A propósito de las faltas de caridad de los religiosos, en la vida de San Luis Bertrán se lee cómo, habiéndose quedado el Santo una noche después del maitines en el coro para rezar, vio aparecer a un religioso, rodeado de llamas, que arrojándose a sus pies le suplicó que le perdonara una palabra injuriosa que en vida había pronunciado contra él muchos años antes, y solo por la cual decía estar condenado por Dios en el Purgatorio; imploraba entonces de él por caridad una sola Misa, que bastaría para liberarlo de esas penas. Habiendo el Santo satisfecho el deseo del difunto, lo vio la noche siguiente glorioso y radiante subir al cielo (Vida de San Luis, en Diario Dominicano, 10 de octubre). Este ejemplo vale por sí solo para hacernos pensar seriamente en la expresión de Nuestro Señor en el Evangelio: “Cualquiera que diga a su hermano: ‘¡Insensato!’, será reo del fuego del infierno” (Mateo 5, 22).

Santa Margarita María Alacoque vio en sueño a una religiosa muerta mucho tiempo antes, quien le dijo que sufría mucho en el Purgatorio, pero que la mayor pena con la que Dios la castigaba era la de hacerle ver continuamente a una de sus parientes precipitada en el Infierno. A tal revelación, la Santa se despertó tan sufriente que parecía que la difunta le había impreso en el cuerpo sus penas, y como, tratándose de un sueño, no quería prestarle demasiada fe, esa alma no le concedía descanso y le repetía continuamente al oído: “Rezad a Dios por mí; ofrecedle vuestras sufrimientos en unión con los de Jesús y para alivio de mi alma. Haced por mí todo lo que podáis hasta el primer viernes del mes en que os comunicaréis en mi sufragio.” Todo esto fue ejecutado por la Santa con permiso de la superiora; sin embargo, sus sufrimientos aumentaban tanto que la debilitaban horriblemente y no le permitían ya descansar; y como la obediencia la había obligado a permanecer en cama para recuperar fuerzas, esa alma se le acercó nuevamente y, reprochándole su pereza y sus comodidades, le mostró el lecho de fuego en el que ella yacía en el Purgatorio, un lecho horrible y tormentoso, sobre el cual cada falta más ligera contra la regla era castigada severamente con un castigo especial; y añadía: “Quisiera que todas las almas consagradas a Dios pudieran ver mi estado; si pudiera hacerles conocer la grandeza de mis penas y las aún mayores reservadas para aquellos que no corresponden a la vocación recibida, todas caminarían con ardor por la senda de la virtud y la observancia de su propia regla.”

+++

QUÉ HARÁS
a) Responde estas preguntas con los datos del texto sobre el Purgatorio:
(i) ¿Qué le pidió el religioso rodeado de llamas a San Luis Bertrán para quedar libre de sus penas?
(ii) ¿Qué pasaje del Evangelio se cita tras el relato de San Luis Bertrán?
(iii) ¿Hasta qué día le pidió la religiosa difunta a Santa Margarita María Alacoque que hiciera por ella todo lo posible?
b) Según el texto sobre el Purgatorio, ¿por qué tuvo que permanecer en cama Santa Margarita María Alacoque? Responde en una a tres oraciones.

INFORMACIÓN MOSTRADA
+++

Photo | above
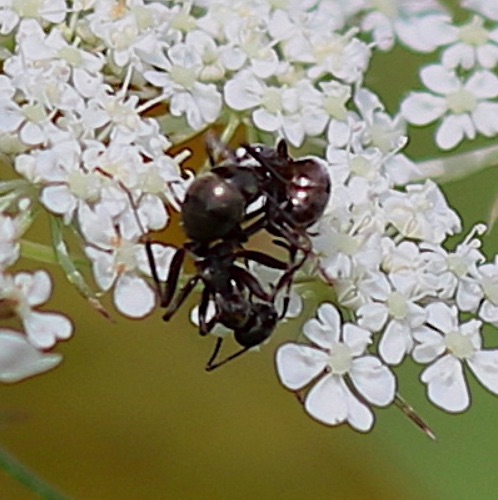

+++

RESPUESTAS
a)
(i) Le pidió una sola Misa.
(ii) Mateo 5, 22.
(iii) Hasta el primer viernes del mes, en que la Santa comulgaría en su sufragio.

b) Sus sufrimientos aumentaban tanto que la debilitaban horriblemente y ya no la dejaban descansar. Por eso la obediencia la obligó a quedarse en cama para recuperar fuerzas.